# Text segment:
━━━━━━

The purple moors are the backdrop to high summer.  I have always lived near moorland and when the dark heather blooms brightly it signals to me those brief weeks when the summer holidays are in full swing and the countryside is in playful mode.  It reminds me of picnics in the Pennines, days out at Dales agricultural shows and bilberry picking on the North York Moors with my grandparents, the inviting sea twinkling in the distance.

My mother’s name and so present in my childhood memories, it is hard to believe that heather is one of the ‘lost words’, nature words removed from the Oxford Children’s Dictionary to make way for the more common technological words of children’s vocabulary.  The loss inspired a set of nature poems by Robert Macfarlane collected in the book ‘The Lost Words’, which has in turn inspired Get Out More’s blogs this year.

━━━━━━

# Records provided:
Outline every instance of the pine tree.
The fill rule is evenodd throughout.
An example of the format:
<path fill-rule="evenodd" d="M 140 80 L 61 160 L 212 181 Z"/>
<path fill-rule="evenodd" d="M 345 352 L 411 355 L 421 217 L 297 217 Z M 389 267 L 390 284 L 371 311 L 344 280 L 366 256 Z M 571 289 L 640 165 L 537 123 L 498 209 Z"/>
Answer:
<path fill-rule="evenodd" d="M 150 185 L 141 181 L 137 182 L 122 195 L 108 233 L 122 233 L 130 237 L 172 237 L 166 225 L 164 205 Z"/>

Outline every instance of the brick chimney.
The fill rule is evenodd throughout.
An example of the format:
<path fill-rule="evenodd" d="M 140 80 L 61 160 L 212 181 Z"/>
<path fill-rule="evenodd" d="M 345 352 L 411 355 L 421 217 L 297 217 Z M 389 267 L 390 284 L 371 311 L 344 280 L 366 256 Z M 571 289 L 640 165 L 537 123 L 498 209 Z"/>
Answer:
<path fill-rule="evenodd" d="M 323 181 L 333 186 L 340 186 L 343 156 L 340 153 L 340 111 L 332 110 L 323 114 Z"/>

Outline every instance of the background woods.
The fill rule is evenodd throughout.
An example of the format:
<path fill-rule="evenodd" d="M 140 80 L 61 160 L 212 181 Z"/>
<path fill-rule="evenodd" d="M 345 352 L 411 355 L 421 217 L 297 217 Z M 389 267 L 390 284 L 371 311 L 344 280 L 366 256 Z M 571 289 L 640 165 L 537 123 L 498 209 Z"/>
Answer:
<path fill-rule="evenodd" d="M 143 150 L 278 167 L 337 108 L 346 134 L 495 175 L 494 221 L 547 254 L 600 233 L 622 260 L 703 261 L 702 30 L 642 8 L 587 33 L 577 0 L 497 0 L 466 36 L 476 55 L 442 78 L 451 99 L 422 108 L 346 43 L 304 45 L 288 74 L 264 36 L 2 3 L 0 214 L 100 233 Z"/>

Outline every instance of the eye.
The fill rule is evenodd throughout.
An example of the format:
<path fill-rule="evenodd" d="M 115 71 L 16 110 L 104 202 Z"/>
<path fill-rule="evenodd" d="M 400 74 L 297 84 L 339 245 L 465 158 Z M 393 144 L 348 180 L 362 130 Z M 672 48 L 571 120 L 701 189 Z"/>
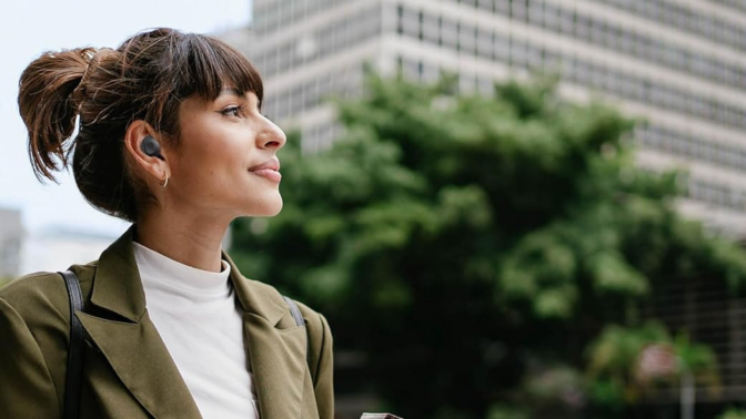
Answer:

━━━━━━

# Tasks and exercises:
(1) Answer these questions using the text about moorland heather:
(a) On which moors did the writer go bilberry picking with grandparents?
(b) Which dictionary removed heather to make room for technological words?
(c) Who wrote the nature poems collected in 'The Lost Words'?
(2) Carry the text about moorland heather forward from its final sentence.

# Answers for this exercise:
(1)
(a) The North York Moors
(b) The Oxford Children's Dictionary
(c) Robert Macfarlane

(2)
Hardy and tough, heather is a wiry low growing shrub which sprawls across the uplands of the UK, especially in the north of England and Scotland.  Heather plants cling to the exposed moor tops, huddling together to withstand the wind and rain that sweeps across the treeless hills. For most of the year, it is a woody evergreen plant that can give the hills a dark foreboding appearance, setting the scene for mysterious novels like Wuthering Heights.  But in July and August it casts off its gloomy outlook as its flowers bloom, creating a purple haze across the hills.  Like the bluebell woods in spring, the flowering heather is one of the UK’s natural wonders, a brief display of vibrancy to be sought out and admired.

Beekeepers know that bees foraging on heather will make some of the best honey around; thick and fragrant it captures the taste of the moors.  I remember one summer when I was about ten, my Dad, a prize-winning amateur beekeeper, asked me to help him move his bees up to the heather.  Fully kitted out in white beekeeping suits, we loaded the hives into the back of the car and drove up to the upper Dales, taking all the hives over several journeys.   On the narrow Dales roads, cars stopping to let us past took a double take to see us sitting there in our spacemen-like hat and veils, with escaped bees buzzing around the sealed car!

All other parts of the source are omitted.